── Data for the task ──
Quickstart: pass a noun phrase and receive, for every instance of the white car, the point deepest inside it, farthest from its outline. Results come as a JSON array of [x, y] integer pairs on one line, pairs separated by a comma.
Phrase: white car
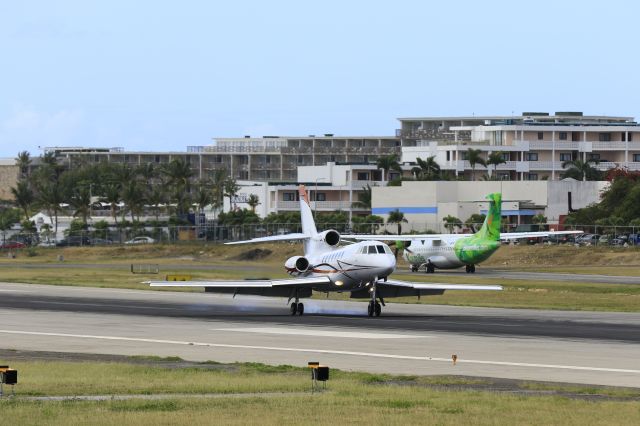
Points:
[[141, 240]]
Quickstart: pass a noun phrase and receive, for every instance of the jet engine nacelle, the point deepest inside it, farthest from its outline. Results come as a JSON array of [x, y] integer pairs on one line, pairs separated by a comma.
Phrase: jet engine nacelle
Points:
[[297, 264], [330, 237]]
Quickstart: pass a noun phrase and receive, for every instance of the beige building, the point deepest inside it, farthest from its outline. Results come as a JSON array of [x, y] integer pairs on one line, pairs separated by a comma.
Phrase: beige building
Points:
[[267, 159], [533, 145], [332, 187]]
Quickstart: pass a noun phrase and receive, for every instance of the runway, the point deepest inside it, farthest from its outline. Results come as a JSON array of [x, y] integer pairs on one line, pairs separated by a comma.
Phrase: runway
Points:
[[577, 347]]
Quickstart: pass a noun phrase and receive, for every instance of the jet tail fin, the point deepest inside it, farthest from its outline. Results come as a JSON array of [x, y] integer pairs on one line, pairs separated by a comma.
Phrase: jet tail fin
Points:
[[491, 227]]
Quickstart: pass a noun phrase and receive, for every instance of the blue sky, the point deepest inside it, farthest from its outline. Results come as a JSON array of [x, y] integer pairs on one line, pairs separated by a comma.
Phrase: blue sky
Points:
[[160, 75]]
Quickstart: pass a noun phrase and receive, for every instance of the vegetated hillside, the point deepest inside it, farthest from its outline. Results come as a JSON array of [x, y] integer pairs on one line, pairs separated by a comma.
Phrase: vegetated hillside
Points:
[[564, 255]]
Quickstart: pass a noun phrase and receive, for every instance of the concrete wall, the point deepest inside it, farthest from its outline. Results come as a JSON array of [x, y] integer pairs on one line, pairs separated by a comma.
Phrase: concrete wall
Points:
[[582, 194]]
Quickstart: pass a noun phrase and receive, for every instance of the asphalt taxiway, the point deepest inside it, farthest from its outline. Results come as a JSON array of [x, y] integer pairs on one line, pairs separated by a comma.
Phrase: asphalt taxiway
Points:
[[579, 347]]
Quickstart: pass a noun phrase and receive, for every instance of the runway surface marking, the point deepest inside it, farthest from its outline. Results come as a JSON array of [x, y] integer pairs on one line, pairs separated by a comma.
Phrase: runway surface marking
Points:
[[326, 351], [320, 333]]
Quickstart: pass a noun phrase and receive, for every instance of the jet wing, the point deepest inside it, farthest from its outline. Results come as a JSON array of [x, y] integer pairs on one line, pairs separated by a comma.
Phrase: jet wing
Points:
[[436, 286], [517, 235], [285, 237], [232, 284]]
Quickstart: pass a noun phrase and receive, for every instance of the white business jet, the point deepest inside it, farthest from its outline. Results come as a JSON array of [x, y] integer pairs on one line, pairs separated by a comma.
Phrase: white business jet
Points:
[[362, 269]]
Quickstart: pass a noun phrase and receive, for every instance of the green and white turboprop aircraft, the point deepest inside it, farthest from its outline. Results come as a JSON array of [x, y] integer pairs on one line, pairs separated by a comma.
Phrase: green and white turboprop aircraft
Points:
[[450, 251]]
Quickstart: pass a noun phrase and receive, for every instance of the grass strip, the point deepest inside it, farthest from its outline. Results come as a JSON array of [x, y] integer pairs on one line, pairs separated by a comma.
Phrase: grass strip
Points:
[[354, 398]]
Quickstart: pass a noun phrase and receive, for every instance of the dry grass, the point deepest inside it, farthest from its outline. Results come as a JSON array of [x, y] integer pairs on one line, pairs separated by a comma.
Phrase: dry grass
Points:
[[352, 398]]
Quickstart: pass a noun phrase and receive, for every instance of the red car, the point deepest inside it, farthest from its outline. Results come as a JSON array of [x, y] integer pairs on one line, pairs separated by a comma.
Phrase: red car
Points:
[[12, 245]]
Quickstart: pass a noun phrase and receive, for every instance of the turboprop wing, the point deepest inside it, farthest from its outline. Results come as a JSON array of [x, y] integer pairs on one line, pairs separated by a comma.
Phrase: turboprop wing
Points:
[[284, 237]]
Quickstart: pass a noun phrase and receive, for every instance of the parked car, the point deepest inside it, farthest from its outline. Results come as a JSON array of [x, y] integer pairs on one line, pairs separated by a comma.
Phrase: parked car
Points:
[[47, 243], [74, 241], [12, 245], [141, 240], [617, 242]]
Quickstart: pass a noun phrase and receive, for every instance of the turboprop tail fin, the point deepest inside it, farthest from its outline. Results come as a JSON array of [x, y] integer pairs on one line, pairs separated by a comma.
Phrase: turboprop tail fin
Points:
[[491, 227]]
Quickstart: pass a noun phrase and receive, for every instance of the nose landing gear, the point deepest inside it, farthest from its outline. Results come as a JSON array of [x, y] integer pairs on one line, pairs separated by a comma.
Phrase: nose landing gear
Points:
[[297, 308]]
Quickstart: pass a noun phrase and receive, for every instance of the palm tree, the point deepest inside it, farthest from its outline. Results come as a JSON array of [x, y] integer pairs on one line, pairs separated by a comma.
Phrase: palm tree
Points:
[[203, 197], [253, 202], [179, 176], [451, 222], [473, 157], [474, 220], [495, 158], [133, 198], [81, 203], [7, 218], [49, 158], [23, 161], [24, 197], [364, 198], [156, 197], [112, 196], [396, 216], [217, 188], [428, 169], [581, 170], [50, 195], [387, 163], [230, 190]]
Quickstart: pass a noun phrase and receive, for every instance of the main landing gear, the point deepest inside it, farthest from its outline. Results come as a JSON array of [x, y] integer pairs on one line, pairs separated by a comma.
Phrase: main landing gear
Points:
[[297, 308], [429, 268]]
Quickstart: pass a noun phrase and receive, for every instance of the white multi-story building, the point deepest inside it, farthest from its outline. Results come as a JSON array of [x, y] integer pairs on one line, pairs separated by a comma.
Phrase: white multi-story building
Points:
[[426, 203], [534, 145], [332, 187]]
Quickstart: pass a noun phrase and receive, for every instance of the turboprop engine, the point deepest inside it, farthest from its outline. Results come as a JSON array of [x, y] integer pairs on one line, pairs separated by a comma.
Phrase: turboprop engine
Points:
[[297, 264], [330, 237]]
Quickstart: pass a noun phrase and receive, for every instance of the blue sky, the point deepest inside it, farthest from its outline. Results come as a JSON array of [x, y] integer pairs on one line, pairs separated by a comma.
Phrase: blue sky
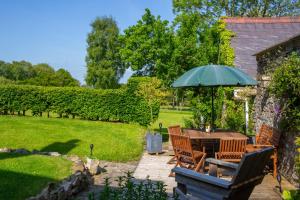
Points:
[[55, 31]]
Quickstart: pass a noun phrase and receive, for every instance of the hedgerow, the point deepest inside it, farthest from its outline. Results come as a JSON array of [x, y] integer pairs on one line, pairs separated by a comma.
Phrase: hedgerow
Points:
[[123, 105]]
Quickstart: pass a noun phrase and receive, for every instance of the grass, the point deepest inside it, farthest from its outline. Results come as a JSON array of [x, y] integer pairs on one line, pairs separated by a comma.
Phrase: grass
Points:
[[168, 118], [22, 176], [112, 141]]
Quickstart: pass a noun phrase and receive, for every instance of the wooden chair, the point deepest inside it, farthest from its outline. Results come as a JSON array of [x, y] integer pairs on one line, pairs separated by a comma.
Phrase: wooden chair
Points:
[[248, 173], [175, 130], [231, 150], [185, 155], [267, 137]]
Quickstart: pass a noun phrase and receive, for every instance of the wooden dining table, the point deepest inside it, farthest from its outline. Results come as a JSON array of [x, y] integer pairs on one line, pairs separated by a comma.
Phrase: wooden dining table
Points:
[[211, 141], [195, 134]]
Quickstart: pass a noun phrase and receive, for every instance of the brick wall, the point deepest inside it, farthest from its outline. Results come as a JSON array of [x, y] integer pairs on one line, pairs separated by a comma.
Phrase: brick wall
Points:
[[267, 106]]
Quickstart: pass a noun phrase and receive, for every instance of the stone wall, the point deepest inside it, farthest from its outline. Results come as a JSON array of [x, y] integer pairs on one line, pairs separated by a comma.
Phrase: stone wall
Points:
[[267, 107]]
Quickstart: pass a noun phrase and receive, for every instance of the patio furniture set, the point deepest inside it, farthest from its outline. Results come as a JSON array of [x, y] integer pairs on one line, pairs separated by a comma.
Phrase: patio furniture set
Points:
[[233, 172]]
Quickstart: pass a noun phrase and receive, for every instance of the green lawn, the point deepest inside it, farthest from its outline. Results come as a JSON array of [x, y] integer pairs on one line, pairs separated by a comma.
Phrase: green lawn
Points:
[[22, 176], [168, 118], [112, 141]]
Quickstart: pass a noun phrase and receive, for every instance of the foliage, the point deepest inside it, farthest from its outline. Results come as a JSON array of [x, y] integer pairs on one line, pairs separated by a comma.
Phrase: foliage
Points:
[[297, 159], [150, 90], [106, 105], [285, 85], [232, 8], [41, 74], [23, 176], [129, 189], [112, 141], [147, 46], [294, 194], [290, 194], [104, 65]]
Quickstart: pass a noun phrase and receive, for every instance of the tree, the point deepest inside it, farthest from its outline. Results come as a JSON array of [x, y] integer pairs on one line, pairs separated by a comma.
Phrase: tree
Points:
[[104, 65], [150, 90], [64, 78], [232, 8], [147, 46]]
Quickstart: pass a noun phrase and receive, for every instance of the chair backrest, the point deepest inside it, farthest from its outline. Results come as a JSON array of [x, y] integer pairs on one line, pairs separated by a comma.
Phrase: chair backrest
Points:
[[174, 130], [252, 166], [182, 143], [233, 145], [268, 135]]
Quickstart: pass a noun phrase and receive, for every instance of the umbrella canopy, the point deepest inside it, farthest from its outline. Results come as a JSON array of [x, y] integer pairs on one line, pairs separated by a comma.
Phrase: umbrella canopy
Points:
[[214, 75]]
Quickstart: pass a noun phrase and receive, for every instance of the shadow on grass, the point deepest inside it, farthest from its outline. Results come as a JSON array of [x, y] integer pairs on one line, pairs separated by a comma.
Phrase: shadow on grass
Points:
[[164, 132], [17, 186], [61, 147]]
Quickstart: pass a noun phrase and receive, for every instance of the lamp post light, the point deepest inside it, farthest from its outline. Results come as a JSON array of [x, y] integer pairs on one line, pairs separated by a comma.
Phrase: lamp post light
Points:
[[91, 148], [160, 127], [279, 182]]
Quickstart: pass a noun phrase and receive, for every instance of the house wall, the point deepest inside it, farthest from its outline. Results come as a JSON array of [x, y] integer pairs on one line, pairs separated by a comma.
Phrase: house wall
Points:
[[267, 106]]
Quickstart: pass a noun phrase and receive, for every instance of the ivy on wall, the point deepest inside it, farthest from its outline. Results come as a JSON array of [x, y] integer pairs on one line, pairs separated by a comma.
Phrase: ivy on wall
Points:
[[285, 85]]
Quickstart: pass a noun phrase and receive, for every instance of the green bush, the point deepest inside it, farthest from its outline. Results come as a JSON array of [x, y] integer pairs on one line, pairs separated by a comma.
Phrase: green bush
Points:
[[122, 105]]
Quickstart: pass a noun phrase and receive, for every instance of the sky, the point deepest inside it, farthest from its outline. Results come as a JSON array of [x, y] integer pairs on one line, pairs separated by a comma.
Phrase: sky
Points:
[[55, 31]]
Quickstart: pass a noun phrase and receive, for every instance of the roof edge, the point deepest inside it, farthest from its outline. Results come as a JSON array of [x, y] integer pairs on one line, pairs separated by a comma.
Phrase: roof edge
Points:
[[261, 20], [276, 45]]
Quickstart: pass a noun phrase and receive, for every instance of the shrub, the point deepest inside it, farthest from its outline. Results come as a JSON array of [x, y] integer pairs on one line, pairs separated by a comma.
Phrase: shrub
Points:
[[122, 105]]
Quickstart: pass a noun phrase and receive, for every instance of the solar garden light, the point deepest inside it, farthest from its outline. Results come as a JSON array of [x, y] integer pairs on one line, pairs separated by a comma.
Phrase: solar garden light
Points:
[[279, 182], [91, 148], [160, 127]]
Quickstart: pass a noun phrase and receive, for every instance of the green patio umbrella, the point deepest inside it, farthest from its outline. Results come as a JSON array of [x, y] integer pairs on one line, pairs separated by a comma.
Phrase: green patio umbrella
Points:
[[214, 76]]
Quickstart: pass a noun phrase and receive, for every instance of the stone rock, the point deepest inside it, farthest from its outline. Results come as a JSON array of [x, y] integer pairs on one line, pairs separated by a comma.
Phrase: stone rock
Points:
[[93, 166], [22, 151], [55, 154], [5, 150], [65, 189]]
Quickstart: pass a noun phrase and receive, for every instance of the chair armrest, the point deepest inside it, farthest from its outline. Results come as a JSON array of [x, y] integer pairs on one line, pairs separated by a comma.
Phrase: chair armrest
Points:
[[262, 145], [222, 163], [187, 173]]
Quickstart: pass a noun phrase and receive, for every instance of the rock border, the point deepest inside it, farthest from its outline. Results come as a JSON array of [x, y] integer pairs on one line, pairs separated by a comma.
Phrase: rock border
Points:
[[81, 178]]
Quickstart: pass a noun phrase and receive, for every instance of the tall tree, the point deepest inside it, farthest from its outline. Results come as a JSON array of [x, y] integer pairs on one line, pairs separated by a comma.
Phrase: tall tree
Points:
[[64, 78], [249, 8], [104, 65], [148, 45]]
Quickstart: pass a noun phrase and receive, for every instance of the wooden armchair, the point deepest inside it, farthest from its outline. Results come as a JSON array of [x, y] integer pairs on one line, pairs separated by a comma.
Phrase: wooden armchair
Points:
[[185, 155], [175, 130], [248, 173], [267, 137], [231, 150]]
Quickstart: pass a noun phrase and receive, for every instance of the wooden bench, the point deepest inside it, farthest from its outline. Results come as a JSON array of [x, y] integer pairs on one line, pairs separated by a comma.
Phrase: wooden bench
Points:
[[174, 130], [267, 137], [231, 150], [185, 155], [248, 173]]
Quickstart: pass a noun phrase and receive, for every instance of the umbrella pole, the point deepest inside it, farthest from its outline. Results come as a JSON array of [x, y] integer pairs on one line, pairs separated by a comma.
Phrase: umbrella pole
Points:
[[212, 110]]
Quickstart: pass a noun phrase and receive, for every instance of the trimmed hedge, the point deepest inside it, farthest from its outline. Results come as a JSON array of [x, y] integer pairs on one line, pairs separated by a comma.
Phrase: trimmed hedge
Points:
[[122, 105]]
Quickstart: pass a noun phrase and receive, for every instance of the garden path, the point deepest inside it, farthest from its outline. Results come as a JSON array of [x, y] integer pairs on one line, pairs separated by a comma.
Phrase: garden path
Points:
[[155, 166]]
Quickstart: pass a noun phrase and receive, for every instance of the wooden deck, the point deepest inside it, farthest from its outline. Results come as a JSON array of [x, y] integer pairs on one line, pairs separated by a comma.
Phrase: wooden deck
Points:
[[157, 169]]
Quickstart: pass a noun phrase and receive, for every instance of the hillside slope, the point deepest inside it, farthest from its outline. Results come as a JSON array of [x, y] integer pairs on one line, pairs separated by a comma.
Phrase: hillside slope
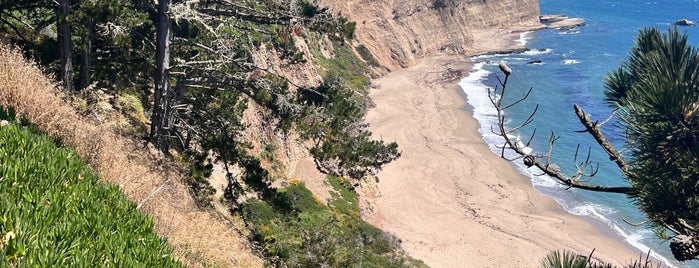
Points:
[[398, 32], [200, 238]]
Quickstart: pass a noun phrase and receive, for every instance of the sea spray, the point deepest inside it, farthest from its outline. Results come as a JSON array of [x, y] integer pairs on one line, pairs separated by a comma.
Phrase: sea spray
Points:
[[476, 90]]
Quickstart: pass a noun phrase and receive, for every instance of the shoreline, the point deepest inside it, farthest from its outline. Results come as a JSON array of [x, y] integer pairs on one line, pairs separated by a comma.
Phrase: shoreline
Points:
[[451, 200]]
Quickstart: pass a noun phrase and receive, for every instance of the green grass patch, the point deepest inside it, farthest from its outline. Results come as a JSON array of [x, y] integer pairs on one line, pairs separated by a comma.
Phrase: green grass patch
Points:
[[54, 212], [345, 65], [296, 229]]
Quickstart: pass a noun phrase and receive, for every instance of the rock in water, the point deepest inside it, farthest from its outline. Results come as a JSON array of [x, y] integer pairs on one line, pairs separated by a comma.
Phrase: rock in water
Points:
[[685, 22]]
───
Begin with the line holding "Phrase: shoreline" and end with the last line of the material. Write out those lines exactly, and only those.

Phrase: shoreline
Points:
[[451, 200]]
Quickstart: pass a noun phrase and receive, for every instance of the green grass patch, the point deepest inside it, farthest from its outline. Results come as a JSON array of [x, y] integer pairs on one line, pairs separated by a comma.
Phrase: green grass patch
Points:
[[54, 212], [345, 65], [296, 229]]
Quickstart: pass a noun phrase and receive, for every instance of the rock in water, the point deepest inside it, farthest from its outline. Results come as a JSON array of [x, y] integer pairs on one line, pairs separated by a comma.
Phrase: rock in water
Points:
[[685, 22]]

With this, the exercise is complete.